### [DATASET ROWS]
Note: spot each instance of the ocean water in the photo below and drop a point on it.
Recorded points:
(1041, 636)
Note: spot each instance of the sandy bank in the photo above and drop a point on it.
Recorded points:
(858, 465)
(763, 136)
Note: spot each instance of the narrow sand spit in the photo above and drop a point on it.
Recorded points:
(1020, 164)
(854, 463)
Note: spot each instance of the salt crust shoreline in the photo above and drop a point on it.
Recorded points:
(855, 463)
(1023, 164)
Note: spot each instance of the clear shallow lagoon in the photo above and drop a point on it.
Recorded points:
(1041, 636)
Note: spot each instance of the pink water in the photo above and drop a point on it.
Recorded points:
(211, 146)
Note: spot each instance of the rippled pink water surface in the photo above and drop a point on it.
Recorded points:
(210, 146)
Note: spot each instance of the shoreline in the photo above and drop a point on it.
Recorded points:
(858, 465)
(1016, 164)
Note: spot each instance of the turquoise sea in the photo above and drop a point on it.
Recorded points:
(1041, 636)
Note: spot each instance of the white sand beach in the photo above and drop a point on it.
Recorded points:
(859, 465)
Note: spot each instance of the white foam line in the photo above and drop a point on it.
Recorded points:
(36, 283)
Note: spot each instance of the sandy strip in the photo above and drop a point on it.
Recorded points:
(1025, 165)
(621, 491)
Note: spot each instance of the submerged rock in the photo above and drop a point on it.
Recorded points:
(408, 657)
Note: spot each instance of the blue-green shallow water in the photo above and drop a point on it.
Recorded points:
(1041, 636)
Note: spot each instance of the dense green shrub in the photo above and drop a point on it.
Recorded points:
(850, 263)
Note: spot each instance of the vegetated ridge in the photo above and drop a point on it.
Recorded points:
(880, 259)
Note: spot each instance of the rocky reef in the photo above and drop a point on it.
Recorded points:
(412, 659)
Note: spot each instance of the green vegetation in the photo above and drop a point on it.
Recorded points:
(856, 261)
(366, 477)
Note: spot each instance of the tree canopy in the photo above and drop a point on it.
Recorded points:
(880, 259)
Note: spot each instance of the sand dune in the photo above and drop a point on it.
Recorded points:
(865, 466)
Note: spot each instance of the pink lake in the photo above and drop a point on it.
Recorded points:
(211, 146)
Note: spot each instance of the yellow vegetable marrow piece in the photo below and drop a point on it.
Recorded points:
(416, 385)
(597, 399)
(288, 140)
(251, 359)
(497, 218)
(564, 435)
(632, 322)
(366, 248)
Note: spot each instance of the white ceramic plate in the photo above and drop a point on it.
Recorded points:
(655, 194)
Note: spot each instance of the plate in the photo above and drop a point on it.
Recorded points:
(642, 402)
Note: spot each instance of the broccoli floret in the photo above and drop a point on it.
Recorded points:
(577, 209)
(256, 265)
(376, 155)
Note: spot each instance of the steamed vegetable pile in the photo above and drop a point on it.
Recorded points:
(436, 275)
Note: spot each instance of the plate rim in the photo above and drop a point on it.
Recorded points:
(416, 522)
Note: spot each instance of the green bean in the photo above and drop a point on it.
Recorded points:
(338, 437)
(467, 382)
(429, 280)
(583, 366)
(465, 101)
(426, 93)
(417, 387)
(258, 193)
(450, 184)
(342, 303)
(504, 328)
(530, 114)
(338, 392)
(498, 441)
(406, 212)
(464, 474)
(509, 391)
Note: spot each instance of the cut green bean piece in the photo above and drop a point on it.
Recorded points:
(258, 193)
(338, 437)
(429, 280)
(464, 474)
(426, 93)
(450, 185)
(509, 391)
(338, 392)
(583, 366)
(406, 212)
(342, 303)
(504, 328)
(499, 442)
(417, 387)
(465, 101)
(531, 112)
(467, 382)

### [EXERCISE DIRECTIONS]
Transcribe all of the material exactly. Omit nothing.

### [REPLY]
Note: spot each instance of the ocean water in the photo below and drop a point on it.
Recorded points:
(1041, 636)
Note: spot each instance of the sandy bank in the photo above and drop a point on it.
Recorded points:
(858, 465)
(763, 136)
Note: spot each instance of the narrow sand spit in the photo above and drop a point on it.
Recorded points:
(1020, 164)
(854, 463)
Note: spot each instance of the salt crust shoreline in the photo above and drop a point on it.
Recorded points:
(855, 463)
(1023, 164)
Note: spot each instance of the clear shallow lagoon in the photo above and drop a point on it.
Recorded points:
(1041, 636)
Note: spot each instance of the pink water in the photo above and drop a point on it.
Recorded points:
(211, 146)
Note: spot each instance of the rippled pink water surface in the photo above and drop a point on it.
Recorded points:
(210, 146)
Note: spot each instance of the shoreline in the photo above and drop a point on it.
Recorded points:
(858, 465)
(1016, 164)
Note: spot each instance of the turquoise sea in the photo above and drop a point on it.
Recorded points:
(1041, 636)
Note: spot each instance of the white sand beach in the photo above and drop a point on it.
Recorded points:
(859, 465)
Note: spot each instance of the white foam line in the photo above and drop a point on it.
Recorded points:
(36, 283)
Note: spot each instance of the sandy strip in the photo above and drop a point on it.
Recorded points:
(1025, 165)
(621, 491)
Note: spot each instance of the submerged rock in the photo above and drop a point on it.
Recorded points:
(408, 657)
Note: spot each instance of the blue-green shallow water in the photo above and drop a point on it.
Recorded points:
(1041, 636)
Note: spot each instance of the dense green shrub in the photo above and drop a point on it.
Recorded points:
(850, 263)
Note: spot each instance of the vegetated ridge in the photo above and drop a point on it.
Recorded points:
(880, 259)
Note: spot each instance of the rocky reef in the photo above and drop a point on it.
Recorded points:
(412, 659)
Note: spot each instance of the green vegetation in the photo above and drop a point on it.
Recorded points:
(856, 261)
(366, 477)
Note: spot each instance of the tree canopy in the photo above and drop a point on it.
Recorded points:
(880, 259)
Note: spot each instance of the sand dune in the photo above and drop a point on it.
Recorded points:
(865, 466)
Note: spot each instance of the pink lake in the photo above and drop a point on it.
Recorded points:
(211, 146)
Note: spot each instance of the yellow vegetable marrow piece in the photo below and drop a point on it.
Recorded points:
(416, 385)
(597, 399)
(288, 140)
(251, 359)
(497, 218)
(564, 435)
(632, 322)
(366, 248)
Note: spot each instance of the white ceramic plate in the photo above and drop a point on it.
Recorded points:
(655, 194)
Note: spot each instance of the plate in the photo above and drop a point on it.
Recorded points:
(642, 402)
Note: spot each instance of the broccoli floret in the photo above and drop a point on it.
Recorded points:
(577, 209)
(256, 265)
(376, 155)
Note: spot each instance of the steamed vegetable pile in the photo above and drop a point on it.
Recorded points:
(436, 275)
Note: spot each instance of the plate rim in the photo above and drop a point on it.
Recorded points:
(416, 522)
Note: spot each instance of the green bean in the photo above and drop a point on it.
Recorded points:
(338, 437)
(467, 382)
(429, 280)
(583, 366)
(465, 101)
(426, 93)
(417, 387)
(258, 193)
(450, 184)
(342, 303)
(504, 328)
(530, 114)
(338, 392)
(498, 441)
(406, 212)
(464, 474)
(509, 391)
Note: spot each instance of the cut green bean piece in the photo above and drop a point on it.
Recorded points:
(258, 193)
(338, 437)
(429, 280)
(464, 474)
(426, 93)
(450, 185)
(509, 391)
(338, 392)
(583, 366)
(406, 212)
(342, 303)
(504, 328)
(499, 442)
(417, 387)
(465, 101)
(531, 112)
(467, 382)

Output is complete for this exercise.